§ **ACTION ITEM**: Type out the entries again, matching each one exactly.

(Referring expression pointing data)
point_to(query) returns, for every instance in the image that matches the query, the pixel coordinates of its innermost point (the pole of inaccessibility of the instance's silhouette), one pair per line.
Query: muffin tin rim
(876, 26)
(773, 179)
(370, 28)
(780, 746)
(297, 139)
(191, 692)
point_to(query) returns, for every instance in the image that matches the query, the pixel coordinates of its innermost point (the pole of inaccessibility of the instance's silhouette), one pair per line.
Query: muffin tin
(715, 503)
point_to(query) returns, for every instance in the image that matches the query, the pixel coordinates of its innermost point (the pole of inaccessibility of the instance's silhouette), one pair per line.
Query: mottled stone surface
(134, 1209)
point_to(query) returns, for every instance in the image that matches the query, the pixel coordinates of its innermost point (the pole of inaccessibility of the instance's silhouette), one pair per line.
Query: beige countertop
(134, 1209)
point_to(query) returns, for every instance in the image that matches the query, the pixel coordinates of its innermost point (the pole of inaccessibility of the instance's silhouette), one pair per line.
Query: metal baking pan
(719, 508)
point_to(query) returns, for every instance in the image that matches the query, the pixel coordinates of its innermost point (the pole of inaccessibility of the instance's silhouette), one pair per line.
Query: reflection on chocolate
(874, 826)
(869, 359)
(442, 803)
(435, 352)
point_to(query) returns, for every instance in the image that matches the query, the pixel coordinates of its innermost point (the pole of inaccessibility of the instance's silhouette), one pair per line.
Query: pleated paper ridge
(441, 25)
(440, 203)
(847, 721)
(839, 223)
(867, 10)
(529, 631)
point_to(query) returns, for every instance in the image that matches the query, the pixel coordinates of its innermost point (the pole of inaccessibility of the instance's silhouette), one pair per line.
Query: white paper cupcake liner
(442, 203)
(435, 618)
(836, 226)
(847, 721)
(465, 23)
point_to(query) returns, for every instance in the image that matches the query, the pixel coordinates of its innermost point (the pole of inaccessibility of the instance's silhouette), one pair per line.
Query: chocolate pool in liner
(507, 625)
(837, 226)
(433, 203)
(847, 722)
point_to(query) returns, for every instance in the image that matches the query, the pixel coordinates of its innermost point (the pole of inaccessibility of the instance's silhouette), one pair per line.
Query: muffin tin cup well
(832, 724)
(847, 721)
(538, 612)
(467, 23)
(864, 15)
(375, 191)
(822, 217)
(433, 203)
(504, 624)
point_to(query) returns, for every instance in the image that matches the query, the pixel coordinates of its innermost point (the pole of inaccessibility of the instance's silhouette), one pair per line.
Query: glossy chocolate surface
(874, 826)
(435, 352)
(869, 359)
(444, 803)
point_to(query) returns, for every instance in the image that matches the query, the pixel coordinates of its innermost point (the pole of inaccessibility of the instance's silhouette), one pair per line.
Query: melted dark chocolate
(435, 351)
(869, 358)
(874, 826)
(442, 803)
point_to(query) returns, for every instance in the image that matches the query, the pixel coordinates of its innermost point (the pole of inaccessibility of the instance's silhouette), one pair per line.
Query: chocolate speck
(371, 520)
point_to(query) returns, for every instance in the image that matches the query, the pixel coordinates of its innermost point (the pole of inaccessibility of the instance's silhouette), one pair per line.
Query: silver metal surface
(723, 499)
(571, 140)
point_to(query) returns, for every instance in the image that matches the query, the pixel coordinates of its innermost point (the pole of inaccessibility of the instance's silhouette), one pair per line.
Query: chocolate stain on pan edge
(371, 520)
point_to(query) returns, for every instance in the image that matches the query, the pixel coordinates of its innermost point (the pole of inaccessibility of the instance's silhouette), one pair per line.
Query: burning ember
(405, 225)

§ **COMPLETED EXERCISE**:
point_to(query) returns, for every instance in the image that matches the query, the pixel coordinates of its innermost point (the pole of inaccessibility of the instance's silhouette), one pair per line.
Query: muffin tin rim
(876, 26)
(773, 179)
(370, 28)
(780, 746)
(297, 139)
(191, 692)
point_to(query) returns, for every instance in the image that matches the query, the pixel coordinates of its innermost point (the pole of inaccessibility of the instance's silhouette), one pair per line.
Query: muffin tin
(715, 503)
point_to(query) returns, for every instance in the image that matches the query, the pixel coordinates of its innermost point (the pole of inaccessibility of the instance's silhouette), one pair per line.
Query: mottled stone surface
(134, 1209)
point_to(query) returns, for every instance in the image that matches the query, the pixel coordinates of its innermost point (the pole of inaccessibility of the instance's silhouette), one pair per line.
Query: beige countertop
(134, 1209)
point_to(query) returns, for every instance in the image that matches the query, the pixel coordinates of its innermost point (the pole of inaccessibility of the instance's silhouette), one pair per line.
Query: metal baking pan
(719, 508)
point_to(query) returns, for every instance in the image that matches the query, the pixel coordinates of its innermost point (the pole of inaccessibility of the instance's silhouette), one pair per line.
Query: reflection on chocolate
(874, 826)
(869, 359)
(442, 803)
(435, 352)
point_to(query) returns, for every instance in the image that matches the query, the pixel coordinates of its innermost point (the pole of inaccessibility of the instance's silhouette), one pair per line.
Query: pleated paper ridge
(441, 25)
(440, 203)
(847, 721)
(839, 223)
(867, 10)
(529, 631)
point_to(query) returns, for every instance in the image that matches the query, the pixel coordinates of its innermost point (the pole of inaccessibility of the instance's silhouette), one pair per line.
Query: white paper cupcake liner
(442, 203)
(435, 618)
(836, 226)
(847, 721)
(465, 23)
point_to(query) returns, for every instance in the image that matches the query, the pixel coordinates of its innermost point (the pole of inaccessibility of the instance's silhouette), one pair per line.
Query: chocolate pool in liner
(507, 625)
(837, 226)
(433, 203)
(847, 722)
point_to(query) returns, for every instance in the image that matches the query, the pixel coordinates of its innermost point (the pole of inaccessibility of the instance's silhouette), one pair per line.
Query: muffin tin cup well
(832, 724)
(847, 721)
(538, 612)
(467, 23)
(864, 15)
(375, 191)
(822, 217)
(433, 203)
(504, 624)
point_to(query) returns, for every instance in the image that matches the query, the pixel coordinates of its innermost point (the pole of inaccessibility of the instance's silhouette), one pair per line.
Query: glossy chocolate surface
(874, 826)
(435, 352)
(869, 359)
(444, 803)
point_to(query) returns, for every instance in the image that matches the query, the pixel coordinates of its innermost point (the pole of inaccessibility of the instance's silhouette), one pair per line.
Query: melted dark chocolate
(435, 351)
(869, 358)
(874, 826)
(442, 803)
point_to(query) returns, for every instance in the image that matches the query, the pixel coordinates of its innermost point (the pole of inaccessibility of the instance's silhouette), one pair per line.
Query: chocolate speck
(371, 520)
point_to(query) returns, for every instance in the image that matches the query, the pixel coordinates of its innermost point (the pole of inaccessibility of the instance's silhouette), one pair per line.
Query: silver metal surface
(723, 499)
(571, 140)
point_to(query) returns, for every instance in the image that matches the query, the pixel coordinates of its innermost point (the pole of inaccessibility of the instance's silhouette), one pair per line.
Query: chocolate stain on pan edge
(371, 520)
point_to(query) returns, for every instance in the image that matches the query, the pixel coordinates of its innermost point (the pole of inaccessibility of the instance's silhouette), one pair per line.
Query: burning ember
(405, 225)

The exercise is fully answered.